JAKARTA-Dalam situasi pandemi corona saat ini dan di tengah anjuran social distancing, perempuan dinilai lebih rentan terkena dampak krisis. Di antaranya mengemban peran ganda sebagai pekerja sekaligus pengelola rumah tangga, korban kekerasan dalam rumah tangga, dan terpengaruhinya kesehatan mental perempuan.
Koalisi PEKAD (Peduli kelompok Rentan Korban Covid-19) menilai anjuran “di rumah saja” menimbulkan polemik tersendiri kepada perempuan dan anak. Anjuran tersebut menimbulkan kekhawatiran akan masa depan sebagian masyarakat Indonesia, khususnya mereka yang mengalami tekanan ekonomi dan psikis di rumah tangga.
PEKAD berpendapat bahwa anjuran bekerja dan belajar di rumah setidaknya membebani perempuan untuk mengambil peran menjadi guru, pengasuh utama anak dan anggota keluarga lainnya, sambil mengerjakan pekerjaan produksi dan domestik. Selain menambah beban kerja, peran sosial yang dilekatkan pada perempuan membuat mereka semakin berisiko terjangkit virus corona COVID-19. Sebagai contoh, aktivitas belanja yang dibebankan kepada perempuan meningkatkan kemungkinan kontak secara fisik dengan pedagang atau orang luar.
Baca Juga:#Dirumahaja, KDRT dan Perceraian Meningkat Selama PandemiGubernur Anies Resmi Terbitkan Pergub Larangan Keluar-Masuk Jakarta
“Melihat fenomena ini di tengah pandemi yang semakin tidak menentu, pemerintah pusat dan pemerintah daerah diharapkan dapat menyerukan kesetaraan gender antara perempuan dan laki-laki, khususnya dalam hal beban asuh, beban produksi dan ranah domestik,” terang anggota koalisi PEKAD, Erasmus Napitupulu, dalam pernyataan tertulisnya, Selasa (14/04).

* [Daftar yang Disediakan]:

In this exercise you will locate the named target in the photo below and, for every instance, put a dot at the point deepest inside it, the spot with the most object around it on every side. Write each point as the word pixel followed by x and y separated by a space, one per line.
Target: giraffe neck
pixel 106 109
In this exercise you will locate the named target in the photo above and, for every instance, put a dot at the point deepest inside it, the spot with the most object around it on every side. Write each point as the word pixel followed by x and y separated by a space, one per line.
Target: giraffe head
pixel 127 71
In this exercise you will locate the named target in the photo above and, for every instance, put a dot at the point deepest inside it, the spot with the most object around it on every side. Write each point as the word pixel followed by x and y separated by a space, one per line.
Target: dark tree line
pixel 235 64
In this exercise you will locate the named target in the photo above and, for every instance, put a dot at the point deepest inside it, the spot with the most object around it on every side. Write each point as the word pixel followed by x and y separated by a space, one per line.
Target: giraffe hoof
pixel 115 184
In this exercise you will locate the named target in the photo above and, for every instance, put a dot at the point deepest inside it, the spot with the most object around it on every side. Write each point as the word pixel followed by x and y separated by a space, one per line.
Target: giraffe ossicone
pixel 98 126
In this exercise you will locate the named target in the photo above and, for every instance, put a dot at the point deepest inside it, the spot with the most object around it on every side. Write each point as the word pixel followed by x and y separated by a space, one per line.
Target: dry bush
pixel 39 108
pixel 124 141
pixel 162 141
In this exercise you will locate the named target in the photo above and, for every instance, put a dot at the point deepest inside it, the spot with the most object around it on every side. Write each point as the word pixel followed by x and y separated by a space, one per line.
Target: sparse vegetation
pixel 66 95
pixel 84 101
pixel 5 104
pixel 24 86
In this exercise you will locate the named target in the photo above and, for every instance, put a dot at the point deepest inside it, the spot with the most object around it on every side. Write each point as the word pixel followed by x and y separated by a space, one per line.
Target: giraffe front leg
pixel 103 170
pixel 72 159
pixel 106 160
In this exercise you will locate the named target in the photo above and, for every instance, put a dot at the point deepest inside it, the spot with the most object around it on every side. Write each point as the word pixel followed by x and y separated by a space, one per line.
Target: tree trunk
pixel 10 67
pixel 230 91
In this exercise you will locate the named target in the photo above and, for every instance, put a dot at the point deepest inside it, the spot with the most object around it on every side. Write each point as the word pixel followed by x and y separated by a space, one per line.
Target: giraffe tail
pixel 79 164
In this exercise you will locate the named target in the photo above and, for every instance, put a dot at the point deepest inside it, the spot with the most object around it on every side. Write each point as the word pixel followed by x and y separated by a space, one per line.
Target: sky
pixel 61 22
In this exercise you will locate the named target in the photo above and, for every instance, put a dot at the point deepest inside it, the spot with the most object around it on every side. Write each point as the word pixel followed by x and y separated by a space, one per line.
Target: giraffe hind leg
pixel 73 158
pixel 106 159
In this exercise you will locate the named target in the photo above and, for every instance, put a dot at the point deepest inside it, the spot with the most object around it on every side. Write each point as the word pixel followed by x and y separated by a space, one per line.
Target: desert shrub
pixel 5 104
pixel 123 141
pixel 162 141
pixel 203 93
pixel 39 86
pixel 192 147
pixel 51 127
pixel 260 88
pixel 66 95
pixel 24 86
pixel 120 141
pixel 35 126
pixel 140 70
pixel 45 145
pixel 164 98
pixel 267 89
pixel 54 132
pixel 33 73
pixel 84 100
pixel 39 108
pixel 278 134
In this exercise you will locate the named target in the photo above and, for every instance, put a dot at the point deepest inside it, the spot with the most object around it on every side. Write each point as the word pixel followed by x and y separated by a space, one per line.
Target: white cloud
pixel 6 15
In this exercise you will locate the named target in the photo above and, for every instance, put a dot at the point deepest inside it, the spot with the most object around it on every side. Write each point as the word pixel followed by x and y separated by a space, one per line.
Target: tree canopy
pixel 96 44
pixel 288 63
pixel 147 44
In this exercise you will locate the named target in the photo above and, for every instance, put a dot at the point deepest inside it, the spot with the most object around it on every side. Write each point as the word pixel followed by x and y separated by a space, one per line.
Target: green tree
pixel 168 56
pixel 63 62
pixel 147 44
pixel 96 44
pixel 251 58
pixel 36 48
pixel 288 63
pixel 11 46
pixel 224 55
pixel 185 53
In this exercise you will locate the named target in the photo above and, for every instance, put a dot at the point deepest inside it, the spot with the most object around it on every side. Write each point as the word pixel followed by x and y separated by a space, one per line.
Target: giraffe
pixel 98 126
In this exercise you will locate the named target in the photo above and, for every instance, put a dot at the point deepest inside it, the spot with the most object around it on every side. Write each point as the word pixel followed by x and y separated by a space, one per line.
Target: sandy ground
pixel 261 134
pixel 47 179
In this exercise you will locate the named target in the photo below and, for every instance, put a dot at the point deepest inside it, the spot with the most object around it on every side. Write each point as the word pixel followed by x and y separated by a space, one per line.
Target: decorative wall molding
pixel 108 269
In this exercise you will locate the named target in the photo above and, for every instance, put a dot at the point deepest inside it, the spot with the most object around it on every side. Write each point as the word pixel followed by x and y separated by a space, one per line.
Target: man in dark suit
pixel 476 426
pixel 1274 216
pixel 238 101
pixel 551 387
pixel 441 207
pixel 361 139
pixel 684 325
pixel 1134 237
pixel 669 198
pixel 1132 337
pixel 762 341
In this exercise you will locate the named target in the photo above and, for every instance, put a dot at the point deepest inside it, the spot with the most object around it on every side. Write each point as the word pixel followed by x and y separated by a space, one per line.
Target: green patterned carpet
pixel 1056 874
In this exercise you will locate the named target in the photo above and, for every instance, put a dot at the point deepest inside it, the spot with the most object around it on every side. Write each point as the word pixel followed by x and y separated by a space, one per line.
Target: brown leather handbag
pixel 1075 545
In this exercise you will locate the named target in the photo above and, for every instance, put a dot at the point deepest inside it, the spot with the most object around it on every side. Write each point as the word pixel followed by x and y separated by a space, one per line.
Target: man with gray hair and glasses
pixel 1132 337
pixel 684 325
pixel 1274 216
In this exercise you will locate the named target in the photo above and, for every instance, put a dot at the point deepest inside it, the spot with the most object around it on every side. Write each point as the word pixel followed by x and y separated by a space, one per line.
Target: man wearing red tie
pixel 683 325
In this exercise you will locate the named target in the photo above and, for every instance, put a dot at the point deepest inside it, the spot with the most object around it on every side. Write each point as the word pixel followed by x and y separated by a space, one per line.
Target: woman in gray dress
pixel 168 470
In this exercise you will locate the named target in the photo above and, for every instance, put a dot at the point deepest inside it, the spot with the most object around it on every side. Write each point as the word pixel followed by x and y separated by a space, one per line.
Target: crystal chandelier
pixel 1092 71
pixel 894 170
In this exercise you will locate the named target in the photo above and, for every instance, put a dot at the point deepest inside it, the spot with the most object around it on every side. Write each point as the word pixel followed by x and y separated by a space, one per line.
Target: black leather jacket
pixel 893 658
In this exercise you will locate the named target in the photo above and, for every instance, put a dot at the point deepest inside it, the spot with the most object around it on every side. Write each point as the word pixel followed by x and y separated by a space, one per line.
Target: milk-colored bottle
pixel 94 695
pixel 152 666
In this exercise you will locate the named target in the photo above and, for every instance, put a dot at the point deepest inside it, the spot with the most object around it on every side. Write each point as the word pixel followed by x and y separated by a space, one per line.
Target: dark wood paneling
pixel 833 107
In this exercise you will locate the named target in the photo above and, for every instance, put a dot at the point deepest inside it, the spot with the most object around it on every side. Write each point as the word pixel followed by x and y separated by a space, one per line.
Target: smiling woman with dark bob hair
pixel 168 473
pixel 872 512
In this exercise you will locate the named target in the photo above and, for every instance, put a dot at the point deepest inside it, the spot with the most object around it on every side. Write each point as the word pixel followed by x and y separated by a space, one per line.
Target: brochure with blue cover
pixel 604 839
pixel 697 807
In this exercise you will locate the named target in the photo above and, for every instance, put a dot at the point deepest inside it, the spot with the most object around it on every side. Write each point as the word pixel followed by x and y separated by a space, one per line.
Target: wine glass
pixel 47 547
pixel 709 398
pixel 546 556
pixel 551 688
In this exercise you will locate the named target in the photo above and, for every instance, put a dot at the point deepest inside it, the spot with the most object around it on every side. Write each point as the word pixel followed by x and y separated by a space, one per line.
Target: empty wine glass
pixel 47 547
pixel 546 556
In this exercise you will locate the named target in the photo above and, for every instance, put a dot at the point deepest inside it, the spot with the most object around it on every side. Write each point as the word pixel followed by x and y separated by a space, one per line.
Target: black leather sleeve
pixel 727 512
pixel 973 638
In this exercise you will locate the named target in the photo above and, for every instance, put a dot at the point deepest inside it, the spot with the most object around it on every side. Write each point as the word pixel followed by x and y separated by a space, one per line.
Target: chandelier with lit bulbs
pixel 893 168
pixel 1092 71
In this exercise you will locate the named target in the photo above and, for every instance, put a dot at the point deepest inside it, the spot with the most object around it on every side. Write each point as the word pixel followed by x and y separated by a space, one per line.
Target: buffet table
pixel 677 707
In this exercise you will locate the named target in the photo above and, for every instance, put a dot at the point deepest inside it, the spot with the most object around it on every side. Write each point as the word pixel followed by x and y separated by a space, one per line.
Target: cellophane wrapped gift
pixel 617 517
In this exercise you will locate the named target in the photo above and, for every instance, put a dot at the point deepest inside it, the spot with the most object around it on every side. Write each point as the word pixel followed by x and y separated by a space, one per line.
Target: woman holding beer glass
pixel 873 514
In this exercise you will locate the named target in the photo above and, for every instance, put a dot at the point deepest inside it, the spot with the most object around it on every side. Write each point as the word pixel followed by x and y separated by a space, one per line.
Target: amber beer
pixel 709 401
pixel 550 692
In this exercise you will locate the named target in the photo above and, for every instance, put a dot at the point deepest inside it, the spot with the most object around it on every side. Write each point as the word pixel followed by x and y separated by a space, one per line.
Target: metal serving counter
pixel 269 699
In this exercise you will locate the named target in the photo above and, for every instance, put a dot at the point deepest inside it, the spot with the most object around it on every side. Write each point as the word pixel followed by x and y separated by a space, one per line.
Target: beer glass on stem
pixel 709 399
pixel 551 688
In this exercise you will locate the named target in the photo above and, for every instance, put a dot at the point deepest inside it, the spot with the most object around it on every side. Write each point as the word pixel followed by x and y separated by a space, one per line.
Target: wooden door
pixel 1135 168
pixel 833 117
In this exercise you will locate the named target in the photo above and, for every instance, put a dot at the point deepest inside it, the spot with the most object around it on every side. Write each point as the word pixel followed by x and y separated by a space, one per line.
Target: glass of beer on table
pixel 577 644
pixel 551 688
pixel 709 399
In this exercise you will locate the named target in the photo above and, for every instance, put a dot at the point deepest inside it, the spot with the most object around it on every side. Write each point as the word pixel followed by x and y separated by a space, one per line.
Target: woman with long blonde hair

* [Soal Latihan]:
• a. Salin persis bagian artikel tentang perempuan di masa pandemi, mulai dari "Baca Juga:#Dirumahaja, KDRT" dan berakhir pada "tertulisnya, Selasa (14/04).".
• b. Sambung artikel tentang beban perempuan selama pandemi corona, mulai setelah kalimat terakhirnya.

* [Bagian Jawaban]:
• a.
Baca Juga:#Dirumahaja, KDRT dan Perceraian Meningkat Selama PandemiGubernur Anies Resmi Terbitkan Pergub Larangan Keluar-Masuk Jakarta
“Melihat fenomena ini di tengah pandemi yang semakin tidak menentu, pemerintah pusat dan pemerintah daerah diharapkan dapat menyerukan kesetaraan gender antara perempuan dan laki-laki, khususnya dalam hal beban asuh, beban produksi dan ranah domestik,” terang anggota koalisi PEKAD, Erasmus Napitupulu, dalam pernyataan tertulisnya, Selasa (14/04).

• b.
Aduan KDRT meningkat
UN Women Indonesia mengungkapkan satu dari tiga perempuan di dunia pernah mengalami kekerasan fisik atau seksual. Sementara WHO mengungkapkan satu dari lima perempuan di dunia mengalami pemerkosaan atau percobaan pemerkosaan. Komnas Perempuan juga mencatat sepanjang tahun 2019, sedikitnya terjadi 11.105 kasus KDRT di Indonesia.
“Angka-angka itu dapat berubah berkali-kali lipat saat perempuan menghabiskan lebih banyak waktu di rumah melalui social distancing bersama pelaku,” jelas Erasmus yang juga merupakan Direktur Eksekutif Institute for Criminal Justice Reform (ICJR).
Tuani Sondang Rejeki Marpaung, anggota Lembaga Bantuan Hukum Asosiasi Perempuan Indonesia untuk Keadilan (LBH Apik) dalam kesempatan terpisah mengungkapkan, terjadi peningkatan pengaduan kasus kekerasan, perkosaan, pelecehan seksual, dan pornografi online di masa social distancing ini. Semenjak anjuran social distancing dikeluarkan, LBH Apik praktis menerima pengaduan melalui hotline, sosial media, dan email.